* _Excerto_

Esta evolução, este risco, é tanto mais grave quanto é certo estar a tecnologia, melhor dizendo, a sua filosofia, a degradar o homem, a desvalorizá-lo, reduzindo-o a mera peça da engrenagem industrial.
O facto, porém, de não dispormos ainda de um conceito devidamente afinado, segundo nos parece, não tem relevância de maior, visto que o projecto indica especificadamente as actividades ou acções concretas que são passíveis de punição, e o artigo 80.° do Código Civil manda aferir a reserva da intimidade da vida privada, que a todos reconhece, por duas bases objectivas: a natureza do caso e a condição das pessoas.
Salvo melhor opinião em contrário, parece-nos, ainda, que a "reserva quanto à intimidade da vida privada de outrem" pode cindir-se e ser agredida em dois momentos diferentes: o da intromissão não consentida e o da divulgação. A expressão "guardar reserva" daquele artigo 80.° pode perfeitamente ter dois significados: "não intromissão" e "não divulgação".
São duas realidades a que correspondem diversas intensidades de dolo e com interesse, portanto, para a graduação da punição.
O conflito que atrás admitimos entre o direito à intimidade da vida privada e os direitos de informação e à informação só existirá para quem entenda que a mera narração de factos é manifestação de pensamento, ou seja, que existe um direito de crónica.
Para nós, decididamente, não o é.

* _Enunciado A_
Copie do excerto sobre a intimidade da vida privada o trecho que começa em "Esta evolução, este" e segue até "condição das pessoas.".
* _Enunciado B_
Segundo o excerto, quais são as duas bases objetivas pelas quais o artigo 80.º do Código Civil manda aferir a reserva da intimidade da vida privada?
* _Enunciado C_
Retome o excerto sobre a intimidade da vida privada e prossiga-o a partir do ponto em que termina.

* _Material de dados_
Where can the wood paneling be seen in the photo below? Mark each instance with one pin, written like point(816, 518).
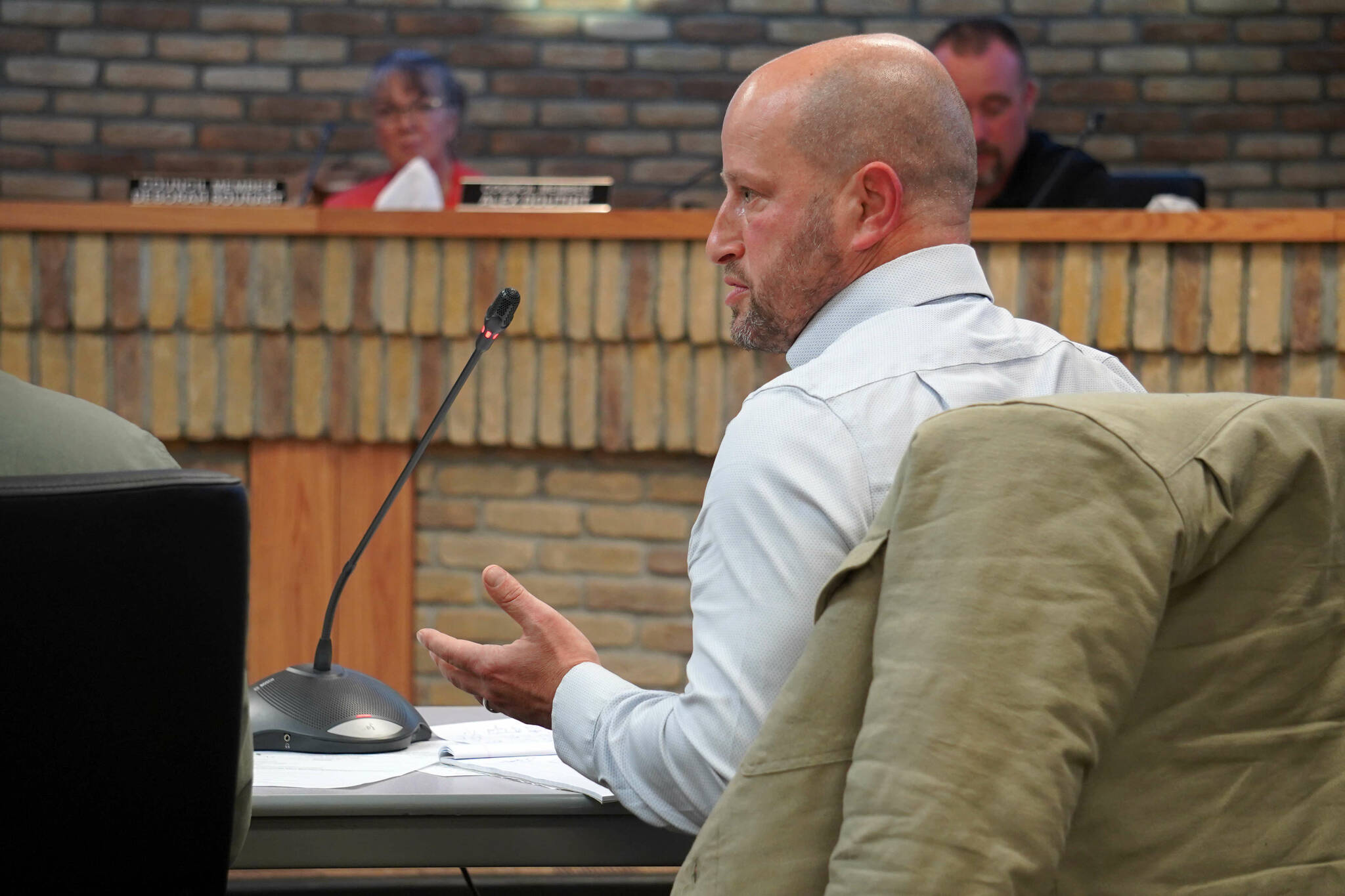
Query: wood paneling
point(1040, 226)
point(310, 505)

* _Resposta A_
Esta evolução, este risco, é tanto mais grave quanto é certo estar a tecnologia, melhor dizendo, a sua filosofia, a degradar o homem, a desvalorizá-lo, reduzindo-o a mera peça da engrenagem industrial.
O facto, porém, de não dispormos ainda de um conceito devidamente afinado, segundo nos parece, não tem relevância de maior, visto que o projecto indica especificadamente as actividades ou acções concretas que são passíveis de punição, e o artigo 80.° do Código Civil manda aferir a reserva da intimidade da vida privada, que a todos reconhece, por duas bases objectivas: a natureza do caso e a condição das pessoas.

* _Resposta B_
A natureza do caso e a condição das pessoas.

* _Resposta C_
Demais, como afirma Goldschmidt (La protección jurídica de la vida privada, p. 238):

Confundem-se com facilidade causa e efeito. Não são tanto os desejos do público que originam as publicações relativas à vida privada, senão uma imprensa inescrupulosa que disputa e alimenta tais apetites do público.

Na generalidade, o projecto de lei merece-nos apenas os seguintes reparos:
a) A pena máxima prevista não tem, parece-nos, a elasticidade suficiente para que dentro dela se possam estabelecer penas justas para as diferentes realidades previstas.
Será, assim, necessário, segundo também nos parece, cominar pena com o limite máximo mais alto para alguns dos ilícitos previstos na base I.
De facto, como se acentua no parecer da Câmara Corporativa, é uma verdade - mas ilógica e até imoral, dizemos nós - que o direito se mostre mais preocupado em garantir eficazmente a protecção e defesa do homem naquilo que ele tem do que naquilo que ele é, nos seus bens patrimoniais do que nos seus bens pessoais.
Se um homem, tantas vezes por necessidade, furta a outro mais que 10 000$ e menos que 40 000$, fica sujeito a uma pena de dois anos de prisão correccional; na moldura da proposta, a pena mais alta é de um ano de prisão! É manifesta a disparidade;
b) Comina penas com a mesma moldura para ilícitos de gravidade muito diferentes, situação que não se compreende, sobretudo quando os crimes sejam cometidos com instrumentos especialmente adequados a facilitar e dissimular a sua prática ou como publicidade, e deixar de considerar como crime a captação, registo e divulgação da imagem dos bens de outrem, facto este tantas vezes susceptível de ferir a intimidade privada;
c) Não prevê a incriminação da divulgação, sem justa causa, de factos da intimidade da vida privada do agente, que o sejam, simultaneamente, da intimidade da vida privada de outro ou outros sem o consentimento destes.
A presente lei representa, sem dúvida, uma iniciativa de vulto e aponta-nos um Ministro inteiramente atento às realidades da vida hodierna. Motivo há, pois, para felicitarmos calorosamente o Sr. Ministro da Justiça.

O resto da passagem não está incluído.